*Page text*:
..........

Attendees (Left to right): Paul Rayner, Randy Stafford, Eric Evans, Udi Dahan, Alberto Brandolini, Greg Young, Jimmy Nilsson, Niclas Hedhman, Vaughn Vernon. Down in front (and our photographer) Martin Fowler.
We Held a DDD Summit
by Eric Evans (from the Domain Language Newsletter)
In May a handful of the top leaders and innovators in DDD joined me for three days to discuss the state of DDD and where it is going.
Of course, there are many people in the community whose leadership and innovations would have justified an invitation, and naturally not everyone I invited was able to come. Nonetheless, I think that the attendees managed to represent most of the major threads of the DDD community.
Our community has had some great events (such as DDD Exchange ) where attendees have had the chance to interact and hear from leaders. However, this was different. It was the first time we were able to bring together a critical mass of DDD leaders and innovators to talk intensively with each other. And it was time.
Right now we have a number of creative directions in DDD that have not quite been fit together. We have brilliant people driving those different ideas that are having trouble understanding each other. DDD is more energized than ever, yet it isn’t clear where we have consensus, where we really disagree, and where we have different approaches that work in different situations. Email, online discussion, and random one-on-one encounters at conferences have their limits. So ten of us made a rendezvous in Portland, Maine.
Our discussions were stimulating and also stressful. The process of connecting a group of strong-willed creative people, who have all been successful with their own approaches, produces both light and heat. We interspersed round-table discussions and smaller work-groups with long walks along the Maine sea shore. By constantly recombining ourselves, we tried to get past the kind of impasse that can stop two people or a fixed group.

..........

*Data shown*:
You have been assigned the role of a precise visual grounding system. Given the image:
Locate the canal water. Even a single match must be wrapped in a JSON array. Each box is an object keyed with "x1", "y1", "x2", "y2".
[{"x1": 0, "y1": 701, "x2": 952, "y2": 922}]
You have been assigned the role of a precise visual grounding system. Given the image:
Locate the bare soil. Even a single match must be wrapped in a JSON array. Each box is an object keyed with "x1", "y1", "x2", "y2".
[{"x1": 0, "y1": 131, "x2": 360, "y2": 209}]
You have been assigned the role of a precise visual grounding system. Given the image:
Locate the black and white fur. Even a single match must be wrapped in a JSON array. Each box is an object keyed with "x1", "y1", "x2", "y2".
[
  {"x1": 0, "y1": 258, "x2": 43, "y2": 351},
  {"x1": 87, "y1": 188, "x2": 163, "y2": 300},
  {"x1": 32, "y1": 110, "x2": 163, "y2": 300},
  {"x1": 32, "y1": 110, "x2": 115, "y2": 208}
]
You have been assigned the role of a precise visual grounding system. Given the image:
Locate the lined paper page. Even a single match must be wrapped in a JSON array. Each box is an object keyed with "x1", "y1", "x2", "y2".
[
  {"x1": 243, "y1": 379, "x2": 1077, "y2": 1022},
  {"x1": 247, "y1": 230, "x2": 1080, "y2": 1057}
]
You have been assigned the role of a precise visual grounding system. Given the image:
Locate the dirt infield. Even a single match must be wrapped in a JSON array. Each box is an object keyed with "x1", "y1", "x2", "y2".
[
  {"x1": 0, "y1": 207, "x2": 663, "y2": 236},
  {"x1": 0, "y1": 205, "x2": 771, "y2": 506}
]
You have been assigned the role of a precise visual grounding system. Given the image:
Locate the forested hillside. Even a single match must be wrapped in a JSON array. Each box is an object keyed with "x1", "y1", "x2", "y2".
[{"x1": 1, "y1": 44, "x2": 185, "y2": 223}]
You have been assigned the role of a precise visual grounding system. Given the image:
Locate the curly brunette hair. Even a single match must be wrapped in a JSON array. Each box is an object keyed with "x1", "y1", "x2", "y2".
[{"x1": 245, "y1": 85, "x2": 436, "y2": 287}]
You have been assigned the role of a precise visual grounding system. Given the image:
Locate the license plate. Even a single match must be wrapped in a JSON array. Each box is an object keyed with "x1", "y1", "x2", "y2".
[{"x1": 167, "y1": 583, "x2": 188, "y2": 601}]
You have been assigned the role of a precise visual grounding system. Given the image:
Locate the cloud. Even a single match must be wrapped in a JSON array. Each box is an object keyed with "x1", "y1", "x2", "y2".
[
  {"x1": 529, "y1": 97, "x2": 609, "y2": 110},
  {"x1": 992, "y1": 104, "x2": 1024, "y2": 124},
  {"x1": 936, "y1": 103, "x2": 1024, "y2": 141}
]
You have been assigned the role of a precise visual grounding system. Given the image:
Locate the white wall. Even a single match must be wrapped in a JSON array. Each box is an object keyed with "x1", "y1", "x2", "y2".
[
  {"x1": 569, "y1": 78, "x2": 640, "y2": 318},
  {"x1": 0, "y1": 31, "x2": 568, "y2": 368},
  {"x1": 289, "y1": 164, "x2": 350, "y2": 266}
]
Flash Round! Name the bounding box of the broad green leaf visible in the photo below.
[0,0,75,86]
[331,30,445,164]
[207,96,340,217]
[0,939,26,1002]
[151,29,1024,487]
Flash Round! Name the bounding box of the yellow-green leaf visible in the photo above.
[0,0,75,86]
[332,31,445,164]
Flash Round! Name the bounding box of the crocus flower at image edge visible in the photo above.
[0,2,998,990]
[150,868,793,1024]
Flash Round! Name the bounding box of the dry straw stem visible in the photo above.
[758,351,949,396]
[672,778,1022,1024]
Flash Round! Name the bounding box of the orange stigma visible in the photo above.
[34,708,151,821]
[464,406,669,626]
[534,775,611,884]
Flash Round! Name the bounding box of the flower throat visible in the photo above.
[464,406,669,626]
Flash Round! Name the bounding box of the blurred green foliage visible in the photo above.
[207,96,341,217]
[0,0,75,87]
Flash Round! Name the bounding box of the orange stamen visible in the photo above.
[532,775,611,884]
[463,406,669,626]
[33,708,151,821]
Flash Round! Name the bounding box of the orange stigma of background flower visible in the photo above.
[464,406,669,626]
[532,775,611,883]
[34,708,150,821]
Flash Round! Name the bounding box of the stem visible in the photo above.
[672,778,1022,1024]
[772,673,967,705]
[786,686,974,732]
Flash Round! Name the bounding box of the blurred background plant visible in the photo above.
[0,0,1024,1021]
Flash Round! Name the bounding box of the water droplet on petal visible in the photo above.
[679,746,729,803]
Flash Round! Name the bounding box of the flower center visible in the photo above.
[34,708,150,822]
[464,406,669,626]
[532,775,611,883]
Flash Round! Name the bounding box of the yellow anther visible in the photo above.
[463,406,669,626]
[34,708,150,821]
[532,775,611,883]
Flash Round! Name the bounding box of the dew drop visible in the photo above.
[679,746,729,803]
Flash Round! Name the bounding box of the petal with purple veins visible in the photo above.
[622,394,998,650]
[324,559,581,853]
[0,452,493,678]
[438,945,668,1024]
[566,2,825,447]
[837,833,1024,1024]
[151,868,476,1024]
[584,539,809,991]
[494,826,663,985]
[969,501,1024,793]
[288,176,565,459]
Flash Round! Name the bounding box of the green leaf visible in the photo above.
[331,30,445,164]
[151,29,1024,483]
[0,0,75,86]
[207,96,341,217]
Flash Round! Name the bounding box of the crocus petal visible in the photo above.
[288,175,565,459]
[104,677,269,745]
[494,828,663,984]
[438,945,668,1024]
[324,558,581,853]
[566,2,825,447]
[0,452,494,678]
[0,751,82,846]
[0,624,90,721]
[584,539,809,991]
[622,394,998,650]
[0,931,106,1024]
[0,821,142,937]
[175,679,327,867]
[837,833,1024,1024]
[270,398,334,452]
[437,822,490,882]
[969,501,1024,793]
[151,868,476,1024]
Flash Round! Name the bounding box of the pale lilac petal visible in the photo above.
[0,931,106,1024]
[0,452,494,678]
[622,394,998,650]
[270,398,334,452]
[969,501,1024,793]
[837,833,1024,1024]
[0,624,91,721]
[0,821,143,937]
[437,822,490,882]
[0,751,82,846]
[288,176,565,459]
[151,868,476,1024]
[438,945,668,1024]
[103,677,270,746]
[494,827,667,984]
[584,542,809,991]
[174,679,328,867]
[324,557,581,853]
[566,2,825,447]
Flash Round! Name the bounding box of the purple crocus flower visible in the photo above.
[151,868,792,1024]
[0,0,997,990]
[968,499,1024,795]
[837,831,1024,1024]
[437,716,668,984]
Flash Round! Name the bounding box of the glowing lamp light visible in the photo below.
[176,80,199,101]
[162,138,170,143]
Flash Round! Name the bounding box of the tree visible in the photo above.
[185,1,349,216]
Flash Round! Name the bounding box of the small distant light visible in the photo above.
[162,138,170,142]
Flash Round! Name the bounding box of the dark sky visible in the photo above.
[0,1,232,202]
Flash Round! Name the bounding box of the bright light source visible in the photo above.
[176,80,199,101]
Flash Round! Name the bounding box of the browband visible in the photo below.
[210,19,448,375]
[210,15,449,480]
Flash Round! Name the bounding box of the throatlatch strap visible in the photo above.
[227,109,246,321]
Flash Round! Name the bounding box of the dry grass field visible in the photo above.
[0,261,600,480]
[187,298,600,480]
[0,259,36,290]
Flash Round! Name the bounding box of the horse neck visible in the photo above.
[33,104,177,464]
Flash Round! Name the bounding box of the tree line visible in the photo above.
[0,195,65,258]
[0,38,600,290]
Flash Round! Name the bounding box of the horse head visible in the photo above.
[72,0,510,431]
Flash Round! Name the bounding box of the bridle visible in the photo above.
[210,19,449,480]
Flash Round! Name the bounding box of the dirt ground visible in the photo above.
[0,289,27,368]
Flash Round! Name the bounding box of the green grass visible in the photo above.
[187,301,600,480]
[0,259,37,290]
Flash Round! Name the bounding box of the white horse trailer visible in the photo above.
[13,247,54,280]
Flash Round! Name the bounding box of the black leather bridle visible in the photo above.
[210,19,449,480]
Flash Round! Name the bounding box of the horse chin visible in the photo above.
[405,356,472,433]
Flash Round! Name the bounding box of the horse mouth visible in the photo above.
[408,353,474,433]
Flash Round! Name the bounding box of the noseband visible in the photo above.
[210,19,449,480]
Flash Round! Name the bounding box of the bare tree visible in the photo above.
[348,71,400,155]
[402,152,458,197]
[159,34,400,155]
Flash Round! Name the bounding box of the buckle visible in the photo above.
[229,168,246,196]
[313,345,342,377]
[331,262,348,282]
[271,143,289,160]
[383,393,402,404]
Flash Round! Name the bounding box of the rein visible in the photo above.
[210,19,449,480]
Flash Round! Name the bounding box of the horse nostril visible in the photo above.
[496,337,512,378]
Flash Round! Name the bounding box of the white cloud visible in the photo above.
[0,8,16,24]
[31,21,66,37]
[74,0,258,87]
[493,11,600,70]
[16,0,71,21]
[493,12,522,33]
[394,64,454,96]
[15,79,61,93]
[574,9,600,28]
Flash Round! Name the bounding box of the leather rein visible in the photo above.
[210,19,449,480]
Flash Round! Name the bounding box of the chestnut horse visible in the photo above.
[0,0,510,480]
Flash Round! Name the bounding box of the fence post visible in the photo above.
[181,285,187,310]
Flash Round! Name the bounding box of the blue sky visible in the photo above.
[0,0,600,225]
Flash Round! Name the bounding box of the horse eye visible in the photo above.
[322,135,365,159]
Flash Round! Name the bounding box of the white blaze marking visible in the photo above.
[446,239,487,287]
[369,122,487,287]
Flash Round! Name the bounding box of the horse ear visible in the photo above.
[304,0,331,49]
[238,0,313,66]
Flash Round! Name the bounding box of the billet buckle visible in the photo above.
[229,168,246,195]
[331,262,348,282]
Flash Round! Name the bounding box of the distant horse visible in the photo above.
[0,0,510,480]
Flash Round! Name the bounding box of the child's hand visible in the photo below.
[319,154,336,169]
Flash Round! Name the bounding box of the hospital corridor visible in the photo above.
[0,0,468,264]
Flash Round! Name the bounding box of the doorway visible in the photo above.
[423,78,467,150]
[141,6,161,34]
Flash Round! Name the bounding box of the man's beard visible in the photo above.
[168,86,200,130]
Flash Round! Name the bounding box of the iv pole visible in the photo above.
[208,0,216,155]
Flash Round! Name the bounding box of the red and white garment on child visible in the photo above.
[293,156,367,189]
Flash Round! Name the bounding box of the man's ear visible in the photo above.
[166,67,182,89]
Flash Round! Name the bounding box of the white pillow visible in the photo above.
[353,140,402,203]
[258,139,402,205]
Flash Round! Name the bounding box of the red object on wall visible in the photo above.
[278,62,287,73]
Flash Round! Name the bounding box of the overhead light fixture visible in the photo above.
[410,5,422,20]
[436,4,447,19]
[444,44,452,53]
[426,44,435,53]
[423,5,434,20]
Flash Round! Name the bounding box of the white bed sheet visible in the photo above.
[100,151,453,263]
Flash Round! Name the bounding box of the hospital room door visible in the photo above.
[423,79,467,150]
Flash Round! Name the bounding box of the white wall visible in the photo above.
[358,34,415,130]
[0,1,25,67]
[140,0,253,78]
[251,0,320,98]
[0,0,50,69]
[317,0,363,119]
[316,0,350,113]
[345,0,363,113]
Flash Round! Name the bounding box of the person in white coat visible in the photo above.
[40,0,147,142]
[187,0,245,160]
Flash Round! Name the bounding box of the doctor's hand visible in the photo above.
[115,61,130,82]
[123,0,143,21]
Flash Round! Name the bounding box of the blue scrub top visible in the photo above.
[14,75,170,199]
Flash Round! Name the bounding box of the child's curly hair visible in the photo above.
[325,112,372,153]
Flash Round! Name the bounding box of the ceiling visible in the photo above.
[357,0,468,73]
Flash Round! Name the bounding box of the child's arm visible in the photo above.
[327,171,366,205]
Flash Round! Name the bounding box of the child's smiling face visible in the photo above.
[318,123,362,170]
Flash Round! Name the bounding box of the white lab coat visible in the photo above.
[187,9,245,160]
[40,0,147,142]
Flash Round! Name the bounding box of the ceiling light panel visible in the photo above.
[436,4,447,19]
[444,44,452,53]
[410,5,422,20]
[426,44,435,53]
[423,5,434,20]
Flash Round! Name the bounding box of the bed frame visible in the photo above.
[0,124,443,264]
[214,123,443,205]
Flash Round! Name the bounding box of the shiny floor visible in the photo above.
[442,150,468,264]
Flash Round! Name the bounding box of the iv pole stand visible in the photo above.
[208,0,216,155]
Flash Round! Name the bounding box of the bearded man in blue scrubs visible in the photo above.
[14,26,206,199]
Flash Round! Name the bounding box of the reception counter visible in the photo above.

..........

Continue the piece about the DDD summit from where it stops, writing what comes next.

Our discussions were a microcosm of the confusions in the community, and underneath it all we share some
fundamental passions. By day three it was clear we were making real progress and also that the work needed to continue well beyond our brief meeting. Furthermore, we wanted to involve the broader community, and in particular those leaders who were not involved.
There were a few particular goals set by those who attended. I hope that there will be follow-through and also community involvement. There was a lot of interest in drafting a statement of some of the principles we agree on. Also, we would like to put together some clear explanations of the value of DDD, aimed at a variety specific audiences, such as IT managers, architects, and analysts.
There was interest in producing a set of prescriptive rules of thumb for common design decisions in how to execute a domain-driven design. (To give an example, we agreed that it is best that all references from an aggregate to another aggregate be ids, not pointers, although either would comply with the definition of aggregate. Doing this will usually give better results for several reasons.) Having a set of such cook-book rules is not a substitute for design expertise, but it can help as people climb the
learning curve. And even an expert should have a reason for departing from the norm, so these rules of thumb could make routine decisions more standardized.
>[Update 10/2/11: The first such essay has now been published -- Effective Aggregate Design by Vaughn Vernon.]
Another identified need was to maintain a strong alignment of the basic definitions of terms. To me, this seems critical, and it is an area where we are further along.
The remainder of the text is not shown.